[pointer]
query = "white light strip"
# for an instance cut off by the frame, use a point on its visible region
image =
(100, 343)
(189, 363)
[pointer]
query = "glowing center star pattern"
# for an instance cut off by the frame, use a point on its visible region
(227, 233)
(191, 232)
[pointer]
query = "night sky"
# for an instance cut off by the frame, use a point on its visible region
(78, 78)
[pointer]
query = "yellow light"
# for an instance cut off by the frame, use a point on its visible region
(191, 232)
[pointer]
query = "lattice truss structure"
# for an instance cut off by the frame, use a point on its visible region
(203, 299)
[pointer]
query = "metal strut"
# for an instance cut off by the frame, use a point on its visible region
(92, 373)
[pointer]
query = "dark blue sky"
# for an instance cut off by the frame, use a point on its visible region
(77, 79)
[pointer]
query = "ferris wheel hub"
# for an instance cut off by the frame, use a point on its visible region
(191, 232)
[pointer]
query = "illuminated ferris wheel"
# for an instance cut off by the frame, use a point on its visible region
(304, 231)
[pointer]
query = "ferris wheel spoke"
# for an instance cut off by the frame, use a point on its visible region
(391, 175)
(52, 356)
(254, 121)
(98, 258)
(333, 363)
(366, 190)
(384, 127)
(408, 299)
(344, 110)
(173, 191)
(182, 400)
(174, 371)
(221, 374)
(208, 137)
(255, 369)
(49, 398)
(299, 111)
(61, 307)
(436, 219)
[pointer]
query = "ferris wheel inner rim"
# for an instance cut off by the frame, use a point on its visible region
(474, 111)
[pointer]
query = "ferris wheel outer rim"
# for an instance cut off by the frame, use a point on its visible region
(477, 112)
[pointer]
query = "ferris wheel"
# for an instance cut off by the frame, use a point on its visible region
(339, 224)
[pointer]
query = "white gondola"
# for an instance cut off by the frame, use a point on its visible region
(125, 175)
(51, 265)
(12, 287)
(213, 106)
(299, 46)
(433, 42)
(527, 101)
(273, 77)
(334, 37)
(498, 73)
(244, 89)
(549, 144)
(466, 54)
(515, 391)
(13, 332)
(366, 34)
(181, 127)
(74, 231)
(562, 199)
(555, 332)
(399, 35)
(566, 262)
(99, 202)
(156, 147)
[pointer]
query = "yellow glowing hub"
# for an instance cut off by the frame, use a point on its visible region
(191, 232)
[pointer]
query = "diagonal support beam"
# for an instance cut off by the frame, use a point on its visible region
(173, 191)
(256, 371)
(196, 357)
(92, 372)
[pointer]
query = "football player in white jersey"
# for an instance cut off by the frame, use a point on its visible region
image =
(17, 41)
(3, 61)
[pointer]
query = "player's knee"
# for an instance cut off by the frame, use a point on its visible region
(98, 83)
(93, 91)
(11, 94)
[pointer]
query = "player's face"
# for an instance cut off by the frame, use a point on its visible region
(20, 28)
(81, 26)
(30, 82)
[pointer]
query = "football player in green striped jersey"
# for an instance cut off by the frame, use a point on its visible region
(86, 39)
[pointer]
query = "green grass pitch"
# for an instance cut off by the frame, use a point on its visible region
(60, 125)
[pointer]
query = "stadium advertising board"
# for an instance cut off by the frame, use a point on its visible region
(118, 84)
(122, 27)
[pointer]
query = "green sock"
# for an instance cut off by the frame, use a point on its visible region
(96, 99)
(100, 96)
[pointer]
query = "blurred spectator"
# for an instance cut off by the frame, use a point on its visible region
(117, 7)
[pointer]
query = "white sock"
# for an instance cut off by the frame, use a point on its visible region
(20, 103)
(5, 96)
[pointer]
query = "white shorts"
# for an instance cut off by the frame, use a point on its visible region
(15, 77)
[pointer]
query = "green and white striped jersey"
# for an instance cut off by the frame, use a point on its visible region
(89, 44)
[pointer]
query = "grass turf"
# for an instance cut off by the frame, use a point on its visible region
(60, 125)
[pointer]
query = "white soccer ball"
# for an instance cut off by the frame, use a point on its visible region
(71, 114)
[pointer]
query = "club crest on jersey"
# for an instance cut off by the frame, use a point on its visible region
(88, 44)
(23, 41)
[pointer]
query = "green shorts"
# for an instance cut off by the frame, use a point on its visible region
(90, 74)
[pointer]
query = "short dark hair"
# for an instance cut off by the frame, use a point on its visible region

What you will do: Lines of the listing above that hold the string "wheel" should each be copied.

Written answer:
query = "ferris wheel hub"
query = "illuminated ferris wheel"
query = "ferris wheel spoke"
query = "ferris wheel inner rim"
query = "ferris wheel outer rim"
query = "ferris wheel"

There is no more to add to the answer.